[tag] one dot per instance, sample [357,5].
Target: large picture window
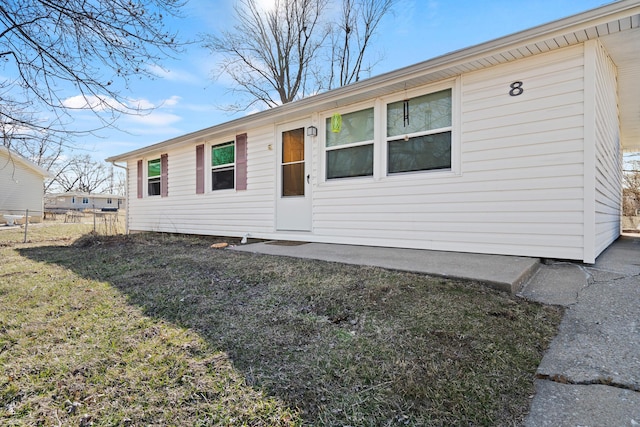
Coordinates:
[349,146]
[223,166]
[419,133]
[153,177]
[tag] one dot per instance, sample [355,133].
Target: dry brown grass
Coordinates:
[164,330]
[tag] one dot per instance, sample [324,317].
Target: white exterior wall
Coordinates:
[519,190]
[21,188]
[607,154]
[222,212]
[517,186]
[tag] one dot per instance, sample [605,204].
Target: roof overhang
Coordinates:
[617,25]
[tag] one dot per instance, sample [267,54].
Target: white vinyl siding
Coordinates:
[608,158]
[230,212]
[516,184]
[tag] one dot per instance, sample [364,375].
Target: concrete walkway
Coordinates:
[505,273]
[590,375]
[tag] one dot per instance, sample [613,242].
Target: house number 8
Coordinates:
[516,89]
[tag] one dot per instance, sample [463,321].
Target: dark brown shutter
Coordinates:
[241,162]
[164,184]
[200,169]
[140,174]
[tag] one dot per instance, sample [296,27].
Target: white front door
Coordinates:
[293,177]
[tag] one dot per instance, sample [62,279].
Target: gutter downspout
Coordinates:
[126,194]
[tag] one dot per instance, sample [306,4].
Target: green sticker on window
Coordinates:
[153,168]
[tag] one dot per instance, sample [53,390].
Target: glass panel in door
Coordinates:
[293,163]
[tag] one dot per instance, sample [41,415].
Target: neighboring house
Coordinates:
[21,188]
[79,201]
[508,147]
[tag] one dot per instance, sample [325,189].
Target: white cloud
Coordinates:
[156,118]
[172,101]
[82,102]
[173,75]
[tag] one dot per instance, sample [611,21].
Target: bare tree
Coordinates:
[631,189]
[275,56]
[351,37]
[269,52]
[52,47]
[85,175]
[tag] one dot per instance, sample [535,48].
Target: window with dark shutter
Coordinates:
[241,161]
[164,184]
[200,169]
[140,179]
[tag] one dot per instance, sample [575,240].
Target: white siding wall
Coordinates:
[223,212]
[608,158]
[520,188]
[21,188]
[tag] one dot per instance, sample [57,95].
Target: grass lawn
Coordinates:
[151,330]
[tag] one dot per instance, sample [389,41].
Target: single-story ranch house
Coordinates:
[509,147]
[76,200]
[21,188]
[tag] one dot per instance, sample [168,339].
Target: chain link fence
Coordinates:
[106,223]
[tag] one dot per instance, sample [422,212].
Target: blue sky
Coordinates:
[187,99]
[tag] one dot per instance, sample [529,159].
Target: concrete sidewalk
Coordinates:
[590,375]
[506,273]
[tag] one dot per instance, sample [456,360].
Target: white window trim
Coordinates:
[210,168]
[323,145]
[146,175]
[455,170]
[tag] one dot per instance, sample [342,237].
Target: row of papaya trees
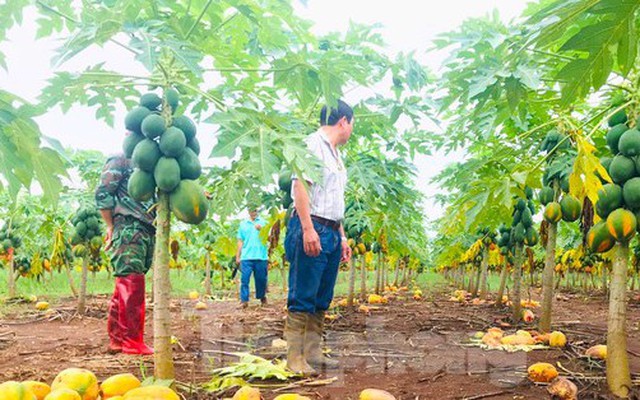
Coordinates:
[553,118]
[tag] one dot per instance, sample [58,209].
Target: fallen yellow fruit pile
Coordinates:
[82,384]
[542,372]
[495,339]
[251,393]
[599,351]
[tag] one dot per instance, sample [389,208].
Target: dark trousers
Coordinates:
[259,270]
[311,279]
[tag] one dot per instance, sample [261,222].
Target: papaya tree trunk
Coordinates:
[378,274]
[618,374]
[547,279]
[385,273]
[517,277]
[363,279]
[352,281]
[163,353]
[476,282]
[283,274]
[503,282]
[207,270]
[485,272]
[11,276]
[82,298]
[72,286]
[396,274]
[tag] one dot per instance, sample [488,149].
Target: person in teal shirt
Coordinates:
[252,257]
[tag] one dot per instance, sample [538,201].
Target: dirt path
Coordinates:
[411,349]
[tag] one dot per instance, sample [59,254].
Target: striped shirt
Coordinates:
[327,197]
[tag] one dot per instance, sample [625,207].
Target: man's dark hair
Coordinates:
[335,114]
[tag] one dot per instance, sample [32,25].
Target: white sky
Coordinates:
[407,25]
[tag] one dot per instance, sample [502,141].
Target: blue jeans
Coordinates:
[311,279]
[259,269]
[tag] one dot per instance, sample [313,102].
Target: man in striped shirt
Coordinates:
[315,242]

• EXERCISE BRIEF: Write out all the records above as a numbered list, one line per item, skipping blank lines and leaving out the pictures.

• EXERCISE SOLUTION:
1. [tag] one dot per instance, sample [357,5].
2. Target: large picture window
3. Coordinates:
4. [349,146]
5. [223,166]
6. [419,133]
7. [153,177]
8. [tag] one dot per instance, sample [355,133].
9. Target: dry brown grass
10. Coordinates:
11. [164,330]
12. [tag] one dot per instance, sample [324,317].
13. Target: white exterior wall
14. Coordinates:
15. [519,190]
16. [21,188]
17. [607,154]
18. [222,212]
19. [517,186]
20. [tag] one dot per instance, sample [605,204].
21. Target: roof overhang
22. Coordinates:
23. [617,25]
24. [tag] one dot per instance, sample [267,54].
25. Target: white vinyl siding
26. Coordinates:
27. [608,158]
28. [230,212]
29. [516,184]
30. [tag] one dot per instance, sample [364,375].
31. Target: concrete walkway
32. Coordinates:
33. [505,273]
34. [590,375]
35. [tag] one dot per instance, sample [613,242].
36. Target: house number 8
37. Coordinates:
38. [516,89]
39. [tag] one dot per instance, sample [463,321].
40. Target: dark brown shutter
41. Coordinates:
42. [241,162]
43. [164,184]
44. [200,169]
45. [140,174]
46. [tag] one dot per instance, sample [296,27].
47. Target: white front door
48. Coordinates:
49. [293,177]
50. [tag] one dot per instance, sample [62,279].
51. Target: gutter downspout
52. Coordinates:
53. [126,194]
54. [tag] one dot per instance, sample [306,4].
55. Target: green sticker on window
56. Coordinates:
57. [153,168]
58. [tag] one dot per instance, sample [53,390].
59. Target: glass panel in door
60. Coordinates:
61. [293,163]
62. [tag] one dot per instance, sample [41,415].
63. Target: neighboring house
64. Coordinates:
65. [21,188]
66. [79,201]
67. [508,147]
68. [tag] one dot per instance, sample [325,189].
69. Target: white cloud
70. Coordinates:
71. [156,118]
72. [172,101]
73. [82,102]
74. [173,75]
75. [tag] one dot per instance, sample [611,21].
76. Target: bare tree
77. Coordinates:
78. [631,189]
79. [275,56]
80. [351,37]
81. [269,52]
82. [52,47]
83. [85,175]
84. [tag] one dot per instance, sample [535,48].
85. Target: window with dark shutter
86. Coordinates:
87. [241,161]
88. [164,184]
89. [200,169]
90. [140,179]
91. [tag] one dot per instance, sample [575,240].
92. Target: white siding wall
93. Coordinates:
94. [223,212]
95. [608,158]
96. [520,188]
97. [21,188]
98. [tag] one dot per instance, sample [57,95].
99. Target: grass lawn
100. Coordinates:
101. [151,330]
102. [tag] one dot per instance, sample [389,41].
103. Target: single-story ranch house
104. Coordinates:
105. [509,147]
106. [76,200]
107. [21,188]
108. [tag] one dot per instance, sample [168,339].
109. Target: chain link fence
110. Coordinates:
111. [106,223]
112. [tag] one dot per instance, sample [422,212].
113. Target: blue sky
114. Coordinates:
115. [187,99]
116. [tag] one dot per instance, sample [529,159].
117. Target: concrete sidewalk
118. Coordinates:
119. [590,375]
120. [506,273]
121. [tag] one dot per instance, sample [456,360].
122. Target: white window trim
123. Coordinates:
124. [210,168]
125. [323,145]
126. [146,175]
127. [455,170]
128. [tag] one dot per instance, sample [342,237].
129. Target: row of papaya trees
130. Coordinates:
131. [553,118]
132. [tag] one dot per instance, sample [58,209].
133. Target: fallen yellow fruit pile
134. Coordinates:
135. [82,384]
136. [542,372]
137. [495,339]
138. [251,393]
139. [599,351]
140. [tag] one dot per instance, sample [389,208].
141. Target: dark trousers
142. Coordinates:
143. [259,270]
144. [311,279]
145. [tag] one dot per instance, sample [261,222].
146. Target: papaya tree trunk
147. Coordinates:
148. [378,274]
149. [618,374]
150. [547,279]
151. [385,273]
152. [517,277]
153. [363,279]
154. [352,281]
155. [163,353]
156. [476,282]
157. [283,274]
158. [503,282]
159. [207,270]
160. [485,272]
161. [11,276]
162. [82,298]
163. [72,286]
164. [396,274]
165. [tag] one dot per instance, sample [488,149].
166. Target: person in teal shirt
167. Coordinates:
168. [252,257]
169. [tag] one dot per instance, sample [538,201].
170. Target: dirt path
171. Coordinates:
172. [411,349]
173. [tag] one dot per instance, sample [59,254].
174. Target: striped shirt
175. Coordinates:
176. [327,197]
177. [tag] one dot per instance, sample [625,207].
178. Target: man's dark hair
179. Coordinates:
180. [335,114]
181. [tag] one dot per instance, sample [32,25].
182. Target: white sky
183. Coordinates:
184. [407,25]
185. [tag] one dot per instance, sample [502,141].
186. Target: blue jeans
187. Coordinates:
188. [311,279]
189. [259,269]
190. [tag] one dot per instance, sample [313,102].
191. Target: man in striped shirt
192. Coordinates:
193. [315,242]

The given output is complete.